*EXTRAIT SOURCE*
'''

Hello, peux-tu mettre ton titre du topic en conformité avec les conventions de notre forum s'il te plait ? Merci  :Smile: 

----------

## augustin_meaulnes

OK je veux bien mais je ne suis pas certain de comprendre.

Mon problème est bien qu'avec tout ce que je lis sur le forum et dans la documentation je n'arrive pas à identifier quel driver utiliser?

Partout on me dit d'utiliser wext  (ou madwifi) et pour moi ça ne marche qu'avec nl80211.

De plus je n'arrive pas à avoir une configuration qui marche seule au démarrage. 

Alors si je ne respecte pas les règles dis moi en quoi.

----------

## ghoti

 *les conventions de notre forum wrote:*   

> Le format des titres des sujets
> 
> [ ...]
> 
> Le format choisi est : [THEME] description (état)
> ...

 

Un titre acceptable serait par exemple : [WiFi] Comment configurer une carte TL-WN610G ?

'''

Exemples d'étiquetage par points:
'''

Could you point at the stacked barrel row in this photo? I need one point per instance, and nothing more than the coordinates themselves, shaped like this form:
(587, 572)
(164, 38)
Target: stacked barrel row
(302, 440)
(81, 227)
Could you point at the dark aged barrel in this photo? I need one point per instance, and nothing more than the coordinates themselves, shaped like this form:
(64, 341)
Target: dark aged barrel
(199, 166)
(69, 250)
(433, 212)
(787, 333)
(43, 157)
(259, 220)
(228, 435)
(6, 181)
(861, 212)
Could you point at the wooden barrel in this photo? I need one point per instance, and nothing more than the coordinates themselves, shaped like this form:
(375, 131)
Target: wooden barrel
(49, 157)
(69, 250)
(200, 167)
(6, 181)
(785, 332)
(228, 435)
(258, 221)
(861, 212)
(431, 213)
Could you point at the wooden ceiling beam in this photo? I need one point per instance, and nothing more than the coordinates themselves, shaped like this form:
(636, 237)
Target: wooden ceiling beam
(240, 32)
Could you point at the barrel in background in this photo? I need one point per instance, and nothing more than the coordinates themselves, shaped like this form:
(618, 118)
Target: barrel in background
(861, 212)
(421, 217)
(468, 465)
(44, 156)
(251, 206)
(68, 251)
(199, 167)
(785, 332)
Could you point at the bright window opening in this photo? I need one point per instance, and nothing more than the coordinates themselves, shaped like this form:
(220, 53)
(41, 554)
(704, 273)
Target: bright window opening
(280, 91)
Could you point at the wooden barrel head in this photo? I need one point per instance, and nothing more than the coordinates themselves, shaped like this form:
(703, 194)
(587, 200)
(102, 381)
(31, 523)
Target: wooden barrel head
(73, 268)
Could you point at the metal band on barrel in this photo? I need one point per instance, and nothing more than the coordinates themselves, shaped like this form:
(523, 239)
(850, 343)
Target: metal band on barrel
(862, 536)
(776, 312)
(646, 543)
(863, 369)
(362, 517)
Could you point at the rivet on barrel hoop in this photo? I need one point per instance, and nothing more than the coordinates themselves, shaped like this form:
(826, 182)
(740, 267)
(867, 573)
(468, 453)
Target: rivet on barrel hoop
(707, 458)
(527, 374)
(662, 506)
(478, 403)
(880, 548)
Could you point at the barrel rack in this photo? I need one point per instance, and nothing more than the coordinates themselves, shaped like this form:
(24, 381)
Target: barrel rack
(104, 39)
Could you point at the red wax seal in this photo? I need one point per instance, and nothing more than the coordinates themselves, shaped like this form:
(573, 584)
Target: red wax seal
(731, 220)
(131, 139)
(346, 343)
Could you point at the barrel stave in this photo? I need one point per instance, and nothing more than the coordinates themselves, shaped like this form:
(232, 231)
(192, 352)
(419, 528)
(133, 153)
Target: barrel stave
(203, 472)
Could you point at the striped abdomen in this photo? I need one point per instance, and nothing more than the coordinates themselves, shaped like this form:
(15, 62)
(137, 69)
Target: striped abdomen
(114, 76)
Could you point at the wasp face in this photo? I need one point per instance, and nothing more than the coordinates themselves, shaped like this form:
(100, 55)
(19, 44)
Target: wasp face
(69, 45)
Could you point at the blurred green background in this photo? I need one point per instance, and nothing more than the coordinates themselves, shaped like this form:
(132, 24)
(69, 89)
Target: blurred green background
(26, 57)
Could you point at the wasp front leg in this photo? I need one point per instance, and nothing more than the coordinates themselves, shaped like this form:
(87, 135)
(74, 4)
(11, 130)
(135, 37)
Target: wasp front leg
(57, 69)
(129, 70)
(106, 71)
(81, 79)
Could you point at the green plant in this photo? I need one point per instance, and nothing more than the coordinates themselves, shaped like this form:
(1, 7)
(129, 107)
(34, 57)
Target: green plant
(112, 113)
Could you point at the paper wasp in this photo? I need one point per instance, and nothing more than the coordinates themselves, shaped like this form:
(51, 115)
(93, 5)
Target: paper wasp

'''

*CONSIGNES ÉCRITES*
- a) Relevez chaque ligne des enregistrements qui contient la chaîne « dark », en tenant compte de la casse.
- b) Rédigez la suite de la discussion de forum sur le titre du sujet et la configuration WiFi, en reprenant après sa dernière phrase.

*RÉPONSES*
- a)
Could you point at the dark aged barrel in this photo? I need one point per instance, and nothing more than the coordinates themselves, shaped like this form:
Target: dark aged barrel

- b)
 :Wink: 

----------

## augustin_meaulnes

OK merci pour tes explications. je corrige.

----------

## guilc

Si ça marche avec nl80211 et pas wext ni madwifi, tant mieux : nl80211 est la "version montante" : interface de contrôle unifiée plus récente que wext (mais pas nécessairement gérée par tous les drivers). Donc si ça roule pour toi comme ça, tant mieux !

Par contre, je ne vois toujours pas pourquoi lancé via le script d'init le dhcp timeoute. le script d'init fait exactement la même chose que tes 2 lignes de commande...

----------

## augustin_meaulnes

C'est aussi ce que je me dis.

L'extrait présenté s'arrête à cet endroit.